**To be done**
Starting at the line with "Could you point to the overcast", transcribe each line through the final one, both included, and add nothing.

**Provided material**
======

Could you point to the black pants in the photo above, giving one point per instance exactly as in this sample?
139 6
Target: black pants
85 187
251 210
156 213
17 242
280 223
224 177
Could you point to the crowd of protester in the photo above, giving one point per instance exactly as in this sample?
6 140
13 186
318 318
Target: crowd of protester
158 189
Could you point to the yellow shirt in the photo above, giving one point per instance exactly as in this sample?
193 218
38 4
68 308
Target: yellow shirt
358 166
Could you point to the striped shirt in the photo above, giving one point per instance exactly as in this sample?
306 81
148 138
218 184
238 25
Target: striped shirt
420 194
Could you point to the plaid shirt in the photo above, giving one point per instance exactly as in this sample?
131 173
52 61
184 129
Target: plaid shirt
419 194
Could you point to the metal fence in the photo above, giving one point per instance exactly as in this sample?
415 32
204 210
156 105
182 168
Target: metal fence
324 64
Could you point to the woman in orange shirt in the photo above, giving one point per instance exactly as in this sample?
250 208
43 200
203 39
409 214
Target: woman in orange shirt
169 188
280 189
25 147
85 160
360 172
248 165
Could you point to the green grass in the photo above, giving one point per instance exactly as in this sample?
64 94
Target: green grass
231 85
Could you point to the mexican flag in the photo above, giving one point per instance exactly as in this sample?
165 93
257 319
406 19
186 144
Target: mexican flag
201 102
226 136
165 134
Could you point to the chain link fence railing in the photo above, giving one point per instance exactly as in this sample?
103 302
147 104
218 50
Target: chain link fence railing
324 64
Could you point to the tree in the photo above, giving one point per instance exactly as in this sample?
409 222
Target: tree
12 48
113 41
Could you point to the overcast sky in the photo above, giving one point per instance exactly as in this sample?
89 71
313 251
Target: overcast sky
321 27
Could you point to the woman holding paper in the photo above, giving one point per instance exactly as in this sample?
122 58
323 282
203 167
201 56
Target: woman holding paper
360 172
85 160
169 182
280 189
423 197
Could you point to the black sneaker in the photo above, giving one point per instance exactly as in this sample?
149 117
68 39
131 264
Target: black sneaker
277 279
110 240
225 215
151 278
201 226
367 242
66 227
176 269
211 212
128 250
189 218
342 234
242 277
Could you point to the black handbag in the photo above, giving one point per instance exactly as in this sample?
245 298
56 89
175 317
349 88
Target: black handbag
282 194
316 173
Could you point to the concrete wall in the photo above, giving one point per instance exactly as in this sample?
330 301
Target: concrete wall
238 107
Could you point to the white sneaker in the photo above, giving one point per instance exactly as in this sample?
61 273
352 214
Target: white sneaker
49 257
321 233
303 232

======

**Solution to this problem**
Could you point to the overcast sky in the photo above, giving one point per instance exactly as in this sample?
89 71
313 251
Target: overcast sky
321 27
Could you point to the woman holding paper in the photo above, giving one point per instance exactly as in this sample?
122 58
323 282
203 167
201 56
Target: woman holding paper
360 172
85 160
169 182
280 189
423 197
Could you point to the black sneaker in the photo above, giving one point per instance exactly as in this sample?
149 117
68 39
131 264
Target: black sneaker
277 279
110 240
225 215
151 278
201 226
367 242
66 227
176 269
211 212
128 250
189 218
342 234
242 277
Could you point to the black handbag in the photo above, giving one point per instance exactly as in this sample?
245 298
56 89
175 317
349 88
Target: black handbag
282 194
316 173
Could you point to the concrete wall in the photo above, giving one point per instance exactly as in this sample?
330 301
Target: concrete wall
238 107
Could you point to the white sneaker in the photo above, giving one point per instance exactly as in this sample?
61 273
352 214
Target: white sneaker
49 257
321 233
303 232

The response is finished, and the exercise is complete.